STATED PROBLEM:
Print every item below word for word, omitting the pictures.

RECORDS SUPPLIED:
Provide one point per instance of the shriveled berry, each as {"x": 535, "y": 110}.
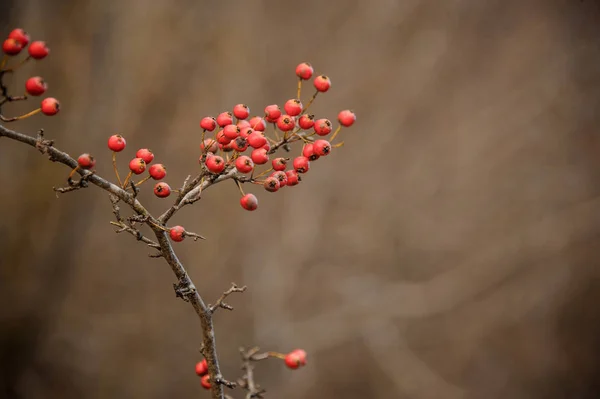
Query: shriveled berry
{"x": 38, "y": 50}
{"x": 249, "y": 202}
{"x": 346, "y": 118}
{"x": 304, "y": 71}
{"x": 244, "y": 164}
{"x": 321, "y": 147}
{"x": 137, "y": 166}
{"x": 177, "y": 233}
{"x": 86, "y": 161}
{"x": 322, "y": 83}
{"x": 208, "y": 123}
{"x": 285, "y": 123}
{"x": 35, "y": 86}
{"x": 162, "y": 190}
{"x": 301, "y": 164}
{"x": 323, "y": 127}
{"x": 116, "y": 143}
{"x": 241, "y": 111}
{"x": 306, "y": 121}
{"x": 50, "y": 106}
{"x": 259, "y": 156}
{"x": 225, "y": 118}
{"x": 158, "y": 171}
{"x": 215, "y": 164}
{"x": 271, "y": 184}
{"x": 293, "y": 107}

SOLUTION BELOW:
Provide one point per instance of the shriveled berry, each as {"x": 535, "y": 110}.
Query: shriveled berry
{"x": 38, "y": 50}
{"x": 249, "y": 202}
{"x": 346, "y": 118}
{"x": 304, "y": 71}
{"x": 244, "y": 164}
{"x": 321, "y": 147}
{"x": 137, "y": 166}
{"x": 177, "y": 233}
{"x": 86, "y": 161}
{"x": 322, "y": 83}
{"x": 208, "y": 123}
{"x": 285, "y": 123}
{"x": 35, "y": 86}
{"x": 162, "y": 190}
{"x": 301, "y": 164}
{"x": 323, "y": 127}
{"x": 116, "y": 143}
{"x": 241, "y": 111}
{"x": 306, "y": 121}
{"x": 50, "y": 106}
{"x": 259, "y": 156}
{"x": 225, "y": 118}
{"x": 158, "y": 171}
{"x": 215, "y": 164}
{"x": 271, "y": 184}
{"x": 293, "y": 107}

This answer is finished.